- _Point localization data_:

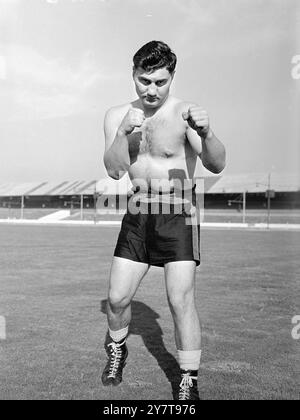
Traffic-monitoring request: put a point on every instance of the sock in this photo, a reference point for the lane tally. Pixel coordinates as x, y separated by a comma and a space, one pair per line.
189, 359
119, 335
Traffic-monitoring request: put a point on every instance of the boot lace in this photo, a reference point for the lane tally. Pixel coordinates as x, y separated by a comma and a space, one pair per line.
185, 385
115, 358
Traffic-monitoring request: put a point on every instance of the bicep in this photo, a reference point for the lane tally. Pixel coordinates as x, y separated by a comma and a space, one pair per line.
194, 140
110, 128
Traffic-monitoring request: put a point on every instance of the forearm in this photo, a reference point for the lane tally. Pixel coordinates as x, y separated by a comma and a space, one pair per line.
213, 153
116, 158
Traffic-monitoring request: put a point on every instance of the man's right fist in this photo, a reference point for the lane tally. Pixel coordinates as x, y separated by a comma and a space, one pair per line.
134, 118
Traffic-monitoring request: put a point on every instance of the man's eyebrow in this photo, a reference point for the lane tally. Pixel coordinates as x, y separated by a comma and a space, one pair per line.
150, 80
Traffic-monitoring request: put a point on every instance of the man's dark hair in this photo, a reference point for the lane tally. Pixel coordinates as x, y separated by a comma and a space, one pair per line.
153, 56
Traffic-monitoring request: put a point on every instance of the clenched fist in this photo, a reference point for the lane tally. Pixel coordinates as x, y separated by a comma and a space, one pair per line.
197, 119
134, 118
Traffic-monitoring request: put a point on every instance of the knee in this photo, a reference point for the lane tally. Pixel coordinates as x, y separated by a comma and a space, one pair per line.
182, 303
117, 300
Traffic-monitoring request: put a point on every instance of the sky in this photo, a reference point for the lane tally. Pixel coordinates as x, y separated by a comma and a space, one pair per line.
63, 63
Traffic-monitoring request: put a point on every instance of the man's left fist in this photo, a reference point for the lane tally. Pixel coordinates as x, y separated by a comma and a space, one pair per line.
197, 119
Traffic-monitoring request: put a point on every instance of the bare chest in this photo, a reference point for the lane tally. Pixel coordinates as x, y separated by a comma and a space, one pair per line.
157, 137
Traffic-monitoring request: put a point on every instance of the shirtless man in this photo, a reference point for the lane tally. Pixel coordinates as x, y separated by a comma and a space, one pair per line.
157, 140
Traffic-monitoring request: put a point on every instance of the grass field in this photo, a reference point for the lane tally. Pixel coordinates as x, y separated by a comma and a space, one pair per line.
209, 215
53, 287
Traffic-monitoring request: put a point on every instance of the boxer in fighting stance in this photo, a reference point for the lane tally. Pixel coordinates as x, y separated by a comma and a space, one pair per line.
157, 139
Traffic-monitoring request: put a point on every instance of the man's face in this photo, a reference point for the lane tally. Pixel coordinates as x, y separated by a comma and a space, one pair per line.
152, 88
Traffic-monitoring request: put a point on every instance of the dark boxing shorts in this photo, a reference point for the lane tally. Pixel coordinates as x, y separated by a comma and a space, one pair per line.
160, 228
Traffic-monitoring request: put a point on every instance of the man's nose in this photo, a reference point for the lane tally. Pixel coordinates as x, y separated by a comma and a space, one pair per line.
152, 91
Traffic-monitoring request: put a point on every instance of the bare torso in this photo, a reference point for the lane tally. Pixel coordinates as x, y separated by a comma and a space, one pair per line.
159, 151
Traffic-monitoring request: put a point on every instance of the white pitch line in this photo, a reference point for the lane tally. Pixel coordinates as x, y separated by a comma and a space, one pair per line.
244, 226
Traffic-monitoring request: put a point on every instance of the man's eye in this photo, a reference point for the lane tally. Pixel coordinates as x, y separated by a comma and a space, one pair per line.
145, 82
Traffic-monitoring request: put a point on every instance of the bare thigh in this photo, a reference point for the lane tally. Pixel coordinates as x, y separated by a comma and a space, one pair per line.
125, 277
180, 282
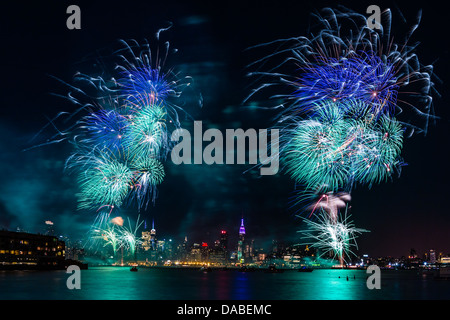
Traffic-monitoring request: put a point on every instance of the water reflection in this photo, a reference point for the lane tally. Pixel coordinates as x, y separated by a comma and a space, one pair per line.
163, 284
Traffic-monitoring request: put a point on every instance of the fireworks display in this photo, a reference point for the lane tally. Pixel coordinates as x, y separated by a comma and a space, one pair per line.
349, 97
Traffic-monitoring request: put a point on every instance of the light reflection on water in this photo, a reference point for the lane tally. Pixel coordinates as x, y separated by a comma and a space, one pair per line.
163, 284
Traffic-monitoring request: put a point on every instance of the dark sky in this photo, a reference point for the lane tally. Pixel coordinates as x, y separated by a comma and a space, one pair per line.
198, 201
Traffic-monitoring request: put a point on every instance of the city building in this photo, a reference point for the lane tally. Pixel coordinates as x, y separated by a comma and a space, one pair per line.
21, 250
241, 243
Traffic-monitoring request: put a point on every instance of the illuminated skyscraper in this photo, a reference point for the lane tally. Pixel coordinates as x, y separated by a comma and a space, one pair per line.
153, 236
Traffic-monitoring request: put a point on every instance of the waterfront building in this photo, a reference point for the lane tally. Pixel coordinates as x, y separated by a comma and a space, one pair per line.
26, 250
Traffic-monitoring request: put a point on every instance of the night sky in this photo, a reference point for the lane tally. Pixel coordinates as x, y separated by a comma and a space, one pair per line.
199, 200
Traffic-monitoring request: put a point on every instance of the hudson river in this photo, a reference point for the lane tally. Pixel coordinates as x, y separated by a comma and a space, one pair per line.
104, 283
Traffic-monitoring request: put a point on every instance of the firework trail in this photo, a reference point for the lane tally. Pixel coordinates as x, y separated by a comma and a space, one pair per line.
335, 239
349, 96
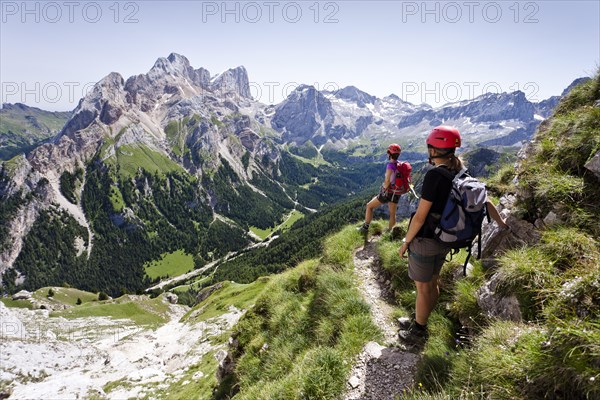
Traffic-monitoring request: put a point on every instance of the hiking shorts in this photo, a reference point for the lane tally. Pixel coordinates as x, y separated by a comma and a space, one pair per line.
425, 259
387, 197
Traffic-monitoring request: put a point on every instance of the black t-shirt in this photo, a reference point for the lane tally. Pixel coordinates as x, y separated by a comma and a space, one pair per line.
436, 188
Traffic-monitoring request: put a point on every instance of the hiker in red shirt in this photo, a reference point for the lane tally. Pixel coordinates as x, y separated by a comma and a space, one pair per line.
388, 194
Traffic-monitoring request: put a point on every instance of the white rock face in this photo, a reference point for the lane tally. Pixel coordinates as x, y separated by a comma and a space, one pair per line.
72, 358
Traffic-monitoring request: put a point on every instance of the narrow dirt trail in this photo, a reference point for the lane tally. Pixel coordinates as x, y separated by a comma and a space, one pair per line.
381, 372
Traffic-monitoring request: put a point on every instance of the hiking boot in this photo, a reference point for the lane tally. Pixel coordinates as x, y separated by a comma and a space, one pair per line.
364, 229
405, 322
413, 335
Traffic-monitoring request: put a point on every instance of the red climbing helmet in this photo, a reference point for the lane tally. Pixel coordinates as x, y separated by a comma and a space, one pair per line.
394, 148
444, 137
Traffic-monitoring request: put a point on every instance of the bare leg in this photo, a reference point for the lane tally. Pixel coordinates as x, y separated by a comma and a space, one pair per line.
371, 205
427, 296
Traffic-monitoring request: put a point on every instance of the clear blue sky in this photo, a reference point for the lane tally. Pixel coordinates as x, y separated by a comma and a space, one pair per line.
433, 52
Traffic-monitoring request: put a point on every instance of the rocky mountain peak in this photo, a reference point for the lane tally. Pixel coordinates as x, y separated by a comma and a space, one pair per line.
232, 81
304, 114
355, 95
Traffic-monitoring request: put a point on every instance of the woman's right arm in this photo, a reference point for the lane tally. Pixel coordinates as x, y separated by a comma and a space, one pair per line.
417, 222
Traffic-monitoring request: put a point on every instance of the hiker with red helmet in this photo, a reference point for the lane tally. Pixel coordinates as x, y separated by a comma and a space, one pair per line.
388, 194
426, 255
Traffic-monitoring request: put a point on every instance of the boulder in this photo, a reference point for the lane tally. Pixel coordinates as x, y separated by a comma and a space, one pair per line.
22, 295
495, 241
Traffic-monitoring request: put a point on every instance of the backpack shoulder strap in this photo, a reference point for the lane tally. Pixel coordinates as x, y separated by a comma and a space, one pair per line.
446, 172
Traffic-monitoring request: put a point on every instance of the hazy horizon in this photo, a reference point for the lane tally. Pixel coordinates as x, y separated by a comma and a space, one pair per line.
423, 52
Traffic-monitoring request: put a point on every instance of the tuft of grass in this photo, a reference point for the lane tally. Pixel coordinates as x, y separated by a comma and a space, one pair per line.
570, 247
526, 272
463, 303
498, 363
305, 329
338, 249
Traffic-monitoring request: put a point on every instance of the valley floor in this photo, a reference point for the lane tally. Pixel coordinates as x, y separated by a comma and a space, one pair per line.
45, 357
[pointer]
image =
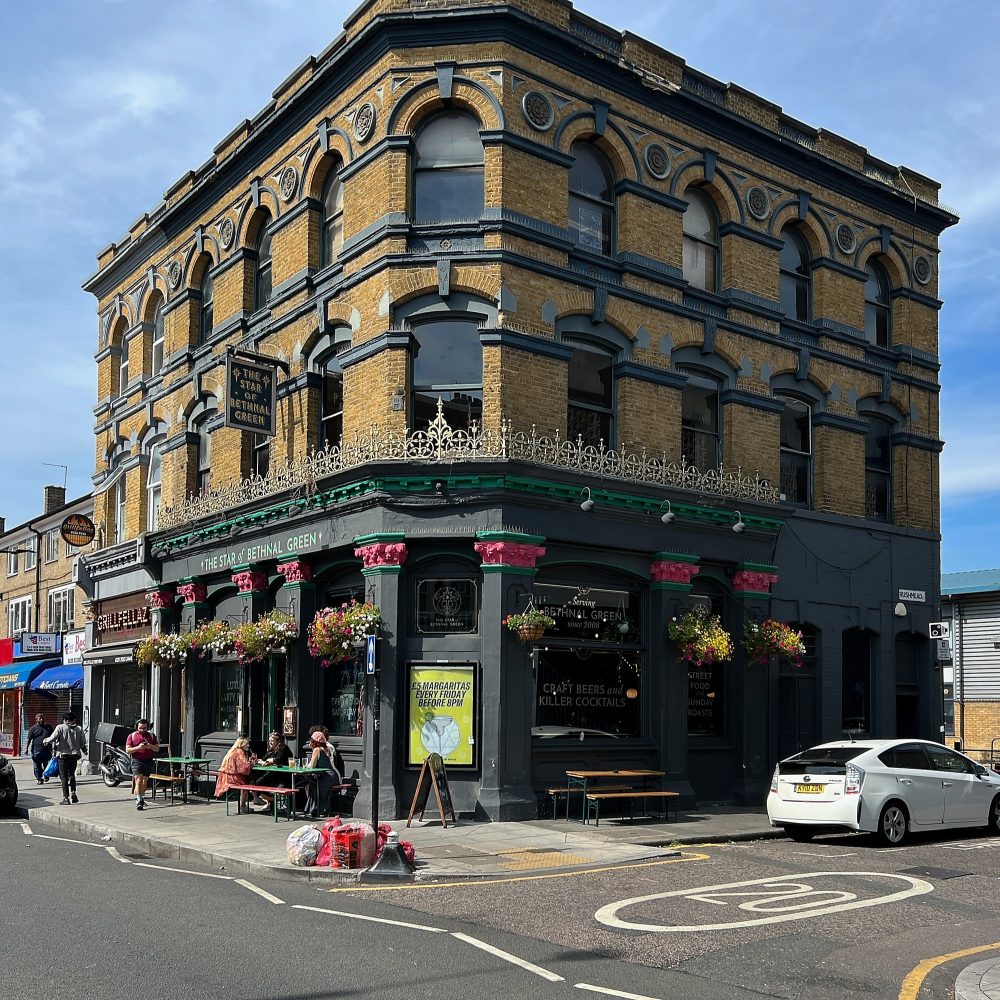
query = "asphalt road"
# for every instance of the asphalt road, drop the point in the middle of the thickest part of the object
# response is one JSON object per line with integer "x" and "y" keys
{"x": 832, "y": 920}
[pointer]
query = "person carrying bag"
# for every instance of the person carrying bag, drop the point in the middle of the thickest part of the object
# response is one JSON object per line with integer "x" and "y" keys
{"x": 69, "y": 744}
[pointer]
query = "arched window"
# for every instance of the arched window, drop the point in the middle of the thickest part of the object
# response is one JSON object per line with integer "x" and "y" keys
{"x": 796, "y": 451}
{"x": 878, "y": 308}
{"x": 206, "y": 319}
{"x": 448, "y": 365}
{"x": 153, "y": 484}
{"x": 591, "y": 199}
{"x": 590, "y": 398}
{"x": 262, "y": 276}
{"x": 701, "y": 242}
{"x": 159, "y": 338}
{"x": 878, "y": 470}
{"x": 700, "y": 441}
{"x": 448, "y": 170}
{"x": 793, "y": 265}
{"x": 333, "y": 217}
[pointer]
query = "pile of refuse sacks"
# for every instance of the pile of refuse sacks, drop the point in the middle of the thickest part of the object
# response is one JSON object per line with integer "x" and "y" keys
{"x": 340, "y": 844}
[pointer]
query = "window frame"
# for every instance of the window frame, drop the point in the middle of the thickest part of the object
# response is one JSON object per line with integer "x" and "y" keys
{"x": 696, "y": 196}
{"x": 445, "y": 169}
{"x": 605, "y": 205}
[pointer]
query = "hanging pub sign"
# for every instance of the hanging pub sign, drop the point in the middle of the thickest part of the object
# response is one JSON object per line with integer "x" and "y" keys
{"x": 594, "y": 614}
{"x": 78, "y": 530}
{"x": 251, "y": 395}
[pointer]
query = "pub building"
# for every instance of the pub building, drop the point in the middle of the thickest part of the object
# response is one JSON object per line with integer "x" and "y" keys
{"x": 520, "y": 311}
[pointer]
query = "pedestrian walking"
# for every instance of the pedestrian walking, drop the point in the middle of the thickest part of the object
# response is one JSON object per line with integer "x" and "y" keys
{"x": 35, "y": 747}
{"x": 69, "y": 744}
{"x": 141, "y": 746}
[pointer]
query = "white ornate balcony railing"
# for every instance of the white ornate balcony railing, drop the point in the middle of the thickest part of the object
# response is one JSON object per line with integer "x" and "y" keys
{"x": 440, "y": 443}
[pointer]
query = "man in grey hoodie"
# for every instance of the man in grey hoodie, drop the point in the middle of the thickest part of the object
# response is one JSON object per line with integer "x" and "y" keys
{"x": 68, "y": 743}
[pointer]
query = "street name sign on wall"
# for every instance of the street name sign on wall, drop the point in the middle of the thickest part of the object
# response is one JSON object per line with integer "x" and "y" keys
{"x": 251, "y": 395}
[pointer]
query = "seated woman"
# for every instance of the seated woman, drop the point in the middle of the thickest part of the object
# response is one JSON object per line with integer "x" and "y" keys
{"x": 234, "y": 771}
{"x": 318, "y": 799}
{"x": 277, "y": 754}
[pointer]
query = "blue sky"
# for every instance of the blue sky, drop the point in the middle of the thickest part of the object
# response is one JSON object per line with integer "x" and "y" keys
{"x": 104, "y": 103}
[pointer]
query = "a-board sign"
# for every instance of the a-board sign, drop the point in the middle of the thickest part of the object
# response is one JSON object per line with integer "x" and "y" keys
{"x": 433, "y": 775}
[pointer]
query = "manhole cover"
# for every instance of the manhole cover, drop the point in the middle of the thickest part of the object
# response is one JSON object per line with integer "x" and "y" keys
{"x": 941, "y": 873}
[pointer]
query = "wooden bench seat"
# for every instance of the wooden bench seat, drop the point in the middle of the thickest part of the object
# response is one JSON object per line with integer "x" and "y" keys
{"x": 555, "y": 794}
{"x": 595, "y": 798}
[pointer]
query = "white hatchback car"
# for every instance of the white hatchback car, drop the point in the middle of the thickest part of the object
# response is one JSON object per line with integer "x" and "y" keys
{"x": 886, "y": 787}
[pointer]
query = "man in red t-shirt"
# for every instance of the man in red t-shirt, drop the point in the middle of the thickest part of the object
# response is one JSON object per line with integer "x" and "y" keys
{"x": 140, "y": 746}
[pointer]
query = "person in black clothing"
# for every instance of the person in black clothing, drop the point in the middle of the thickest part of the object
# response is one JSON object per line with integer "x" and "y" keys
{"x": 278, "y": 754}
{"x": 40, "y": 753}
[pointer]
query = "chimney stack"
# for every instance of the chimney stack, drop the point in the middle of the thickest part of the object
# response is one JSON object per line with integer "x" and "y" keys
{"x": 55, "y": 497}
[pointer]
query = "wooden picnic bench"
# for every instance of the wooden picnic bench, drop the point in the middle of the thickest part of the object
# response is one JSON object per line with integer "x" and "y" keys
{"x": 594, "y": 800}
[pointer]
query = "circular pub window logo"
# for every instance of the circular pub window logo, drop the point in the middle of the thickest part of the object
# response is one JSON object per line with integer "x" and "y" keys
{"x": 77, "y": 530}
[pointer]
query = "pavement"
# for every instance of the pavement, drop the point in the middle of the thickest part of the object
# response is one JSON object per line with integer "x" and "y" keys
{"x": 201, "y": 833}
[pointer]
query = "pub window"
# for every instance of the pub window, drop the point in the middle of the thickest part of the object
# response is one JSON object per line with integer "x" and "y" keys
{"x": 591, "y": 199}
{"x": 590, "y": 399}
{"x": 262, "y": 276}
{"x": 796, "y": 450}
{"x": 333, "y": 216}
{"x": 448, "y": 170}
{"x": 701, "y": 242}
{"x": 448, "y": 366}
{"x": 857, "y": 669}
{"x": 878, "y": 470}
{"x": 700, "y": 441}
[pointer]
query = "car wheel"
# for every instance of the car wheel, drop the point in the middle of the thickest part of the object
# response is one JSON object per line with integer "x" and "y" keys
{"x": 993, "y": 823}
{"x": 800, "y": 834}
{"x": 892, "y": 825}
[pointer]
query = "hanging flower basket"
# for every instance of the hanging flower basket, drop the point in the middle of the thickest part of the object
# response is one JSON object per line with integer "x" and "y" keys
{"x": 700, "y": 637}
{"x": 529, "y": 625}
{"x": 337, "y": 634}
{"x": 772, "y": 638}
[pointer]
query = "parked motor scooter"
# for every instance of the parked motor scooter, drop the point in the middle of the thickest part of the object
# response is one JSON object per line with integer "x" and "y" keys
{"x": 116, "y": 766}
{"x": 8, "y": 785}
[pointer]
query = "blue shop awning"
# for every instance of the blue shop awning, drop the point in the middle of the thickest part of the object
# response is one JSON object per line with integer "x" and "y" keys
{"x": 59, "y": 678}
{"x": 16, "y": 674}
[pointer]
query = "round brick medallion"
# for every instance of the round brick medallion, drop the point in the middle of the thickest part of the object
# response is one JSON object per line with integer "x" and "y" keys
{"x": 657, "y": 160}
{"x": 364, "y": 122}
{"x": 537, "y": 110}
{"x": 758, "y": 202}
{"x": 289, "y": 181}
{"x": 846, "y": 238}
{"x": 922, "y": 269}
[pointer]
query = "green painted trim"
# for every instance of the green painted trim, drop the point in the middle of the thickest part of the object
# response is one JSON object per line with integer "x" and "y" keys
{"x": 380, "y": 536}
{"x": 509, "y": 536}
{"x": 382, "y": 571}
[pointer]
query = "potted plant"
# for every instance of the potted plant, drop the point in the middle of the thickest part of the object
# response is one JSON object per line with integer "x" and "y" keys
{"x": 529, "y": 625}
{"x": 700, "y": 636}
{"x": 337, "y": 634}
{"x": 772, "y": 638}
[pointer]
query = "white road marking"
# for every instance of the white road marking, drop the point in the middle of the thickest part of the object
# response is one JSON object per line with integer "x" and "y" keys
{"x": 259, "y": 891}
{"x": 783, "y": 898}
{"x": 613, "y": 993}
{"x": 552, "y": 977}
{"x": 374, "y": 920}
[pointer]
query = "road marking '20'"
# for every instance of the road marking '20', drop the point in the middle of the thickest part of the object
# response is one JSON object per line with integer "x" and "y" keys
{"x": 786, "y": 897}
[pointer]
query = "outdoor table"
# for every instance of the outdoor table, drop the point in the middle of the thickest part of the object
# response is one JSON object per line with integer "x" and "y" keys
{"x": 580, "y": 780}
{"x": 305, "y": 772}
{"x": 186, "y": 765}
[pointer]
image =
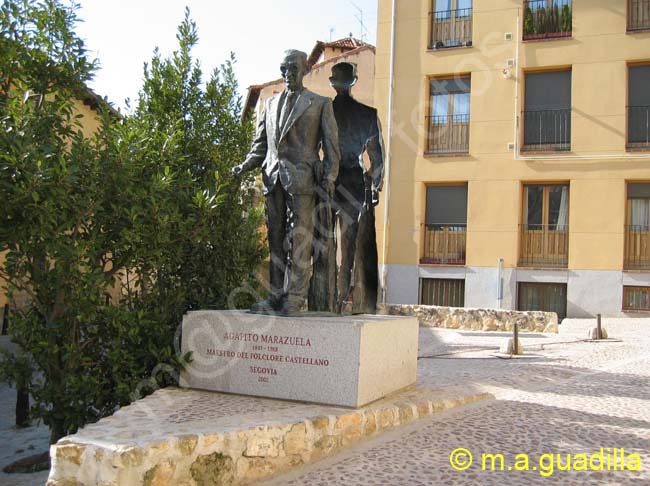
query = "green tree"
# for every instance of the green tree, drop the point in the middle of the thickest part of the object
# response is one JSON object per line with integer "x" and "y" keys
{"x": 202, "y": 216}
{"x": 145, "y": 203}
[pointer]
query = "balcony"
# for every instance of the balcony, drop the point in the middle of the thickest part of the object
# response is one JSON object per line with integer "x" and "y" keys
{"x": 547, "y": 19}
{"x": 638, "y": 17}
{"x": 547, "y": 131}
{"x": 448, "y": 134}
{"x": 544, "y": 246}
{"x": 638, "y": 127}
{"x": 444, "y": 244}
{"x": 637, "y": 248}
{"x": 451, "y": 28}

- _EXERCISE PROMPT_:
Your task for the entries above: copy exactly the span starting with the line with "# for every instance of the potted" and going on through the line with "# for every instance of the white road", both lines included, and nothing else.

- _RESPONSE_:
# for every instance of the potted plant, drop the point in the middle of the thickest part of the object
# response is one JSON object per line with integer "x" and "y" keys
{"x": 529, "y": 625}
{"x": 700, "y": 636}
{"x": 337, "y": 634}
{"x": 772, "y": 638}
[pointer]
query = "white road marking"
# for every instance of the white road marking, drop the point in the middle of the thickest part of the object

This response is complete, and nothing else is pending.